**Vorliegender Text:**
Doch – und das sollten wir nicht übersehen – die Klage bleibt nicht in einer depressiven Trostlosigkeit stecken. Das Leiden wird schonungslos benannt und die eigene Verantwortung ebenso. Gott wird nicht „in die Tasche gesteckt“ und sein Handeln irgendwie schöngeredet. Aber dennoch bleibt alles umfangen von der Güte, Barmherzigkeit und Treue Gottes. Unser Monatsvers ist nicht umsonst so bekannt geworden. Der Beter wendet sich im Leid nicht von Gott ab, sondern bleibt im Gespräch mit Gott. Er ruft zur Umkehr, bekennt seine Schuld und verlässt sich auf die Zuwendung Gottes.

Es gibt Zeiten und Erfahrungen, die uns an Gott zweifeln lassen. Weil die Wirklichkeit so wenig zu dem passt, was wir uns von Gott erhoffen. Doch dieses kleine versteckte Buch der Bibel will uns zum Glauben ermutigen, zum Vertrauen in Gottes Güte, Barmherzigkeit und Treue. Oft genug werden wir die drängendsten Fragen nicht beantwortet bekommen. Aber wir dürfen uns darin in Gott gehalten und von ihm begleitet glauben. Was mehr ist, als ein logisches Wissen.

Einige Datensätze:

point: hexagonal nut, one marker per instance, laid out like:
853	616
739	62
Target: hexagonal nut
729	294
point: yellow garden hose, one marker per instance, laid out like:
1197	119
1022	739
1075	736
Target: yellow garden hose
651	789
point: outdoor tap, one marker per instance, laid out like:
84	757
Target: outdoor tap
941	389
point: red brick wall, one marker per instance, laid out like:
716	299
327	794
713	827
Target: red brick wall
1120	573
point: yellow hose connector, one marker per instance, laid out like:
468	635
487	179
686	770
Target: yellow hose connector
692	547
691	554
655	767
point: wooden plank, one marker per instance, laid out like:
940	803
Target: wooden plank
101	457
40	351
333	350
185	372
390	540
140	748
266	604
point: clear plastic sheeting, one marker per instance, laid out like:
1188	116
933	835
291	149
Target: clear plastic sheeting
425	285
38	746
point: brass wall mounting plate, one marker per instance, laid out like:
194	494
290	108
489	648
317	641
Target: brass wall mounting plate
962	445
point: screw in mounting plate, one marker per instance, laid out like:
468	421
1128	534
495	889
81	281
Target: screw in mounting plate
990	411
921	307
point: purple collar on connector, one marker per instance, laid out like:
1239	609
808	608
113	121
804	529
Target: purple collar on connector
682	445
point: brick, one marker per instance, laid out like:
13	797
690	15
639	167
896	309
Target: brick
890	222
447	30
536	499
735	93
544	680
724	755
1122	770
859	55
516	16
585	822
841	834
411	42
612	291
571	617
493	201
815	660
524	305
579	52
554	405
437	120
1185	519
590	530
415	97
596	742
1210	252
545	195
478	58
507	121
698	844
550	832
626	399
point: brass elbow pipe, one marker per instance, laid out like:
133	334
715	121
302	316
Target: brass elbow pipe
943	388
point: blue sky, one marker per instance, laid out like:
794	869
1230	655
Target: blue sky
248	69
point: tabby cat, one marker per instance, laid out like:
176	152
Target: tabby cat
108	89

**Zu erledigen:**
**a.** Zitieren Sie aus dem vorliegenden Text die Passage zwischen „Doch – und das“ und „die Zuwendung Gottes.“, beide einschließlich.
**b.** Geben Sie in der Liste die Zeilen von der Zeile mit „point: brass elbow“ bis zum Ende der Liste, beide Enden einschließlich, vollständig wieder. Multiplizieren Sie dabei jede Koordinate in den Antworten mit 1,9 und runden Sie auf ganze Zahlen, wobei Hälften aufgerundet werden.

**Ergebnisse:**
**a.**
Doch – und das sollten wir nicht übersehen – die Klage bleibt nicht in einer depressiven Trostlosigkeit stecken. Das Leiden wird schonungslos benannt und die eigene Verantwortung ebenso. Gott wird nicht „in die Tasche gesteckt“ und sein Handeln irgendwie schöngeredet. Aber dennoch bleibt alles umfangen von der Güte, Barmherzigkeit und Treue Gottes. Unser Monatsvers ist nicht umsonst so bekannt geworden. Der Beter wendet sich im Leid nicht von Gott ab, sondern bleibt im Gespräch mit Gott. Er ruft zur Umkehr, bekennt seine Schuld und verlässt sich auf die Zuwendung Gottes.

**b.**
point: brass elbow pipe, one marker per instance, laid out like:
133	334
715	121
302	316
Target: brass elbow pipe
1792	737
point: blue sky, one marker per instance, laid out like:
794	869
1230	655
Target: blue sky
471	131
point: tabby cat, one marker per instance, laid out like:
176	152
Target: tabby cat
205	169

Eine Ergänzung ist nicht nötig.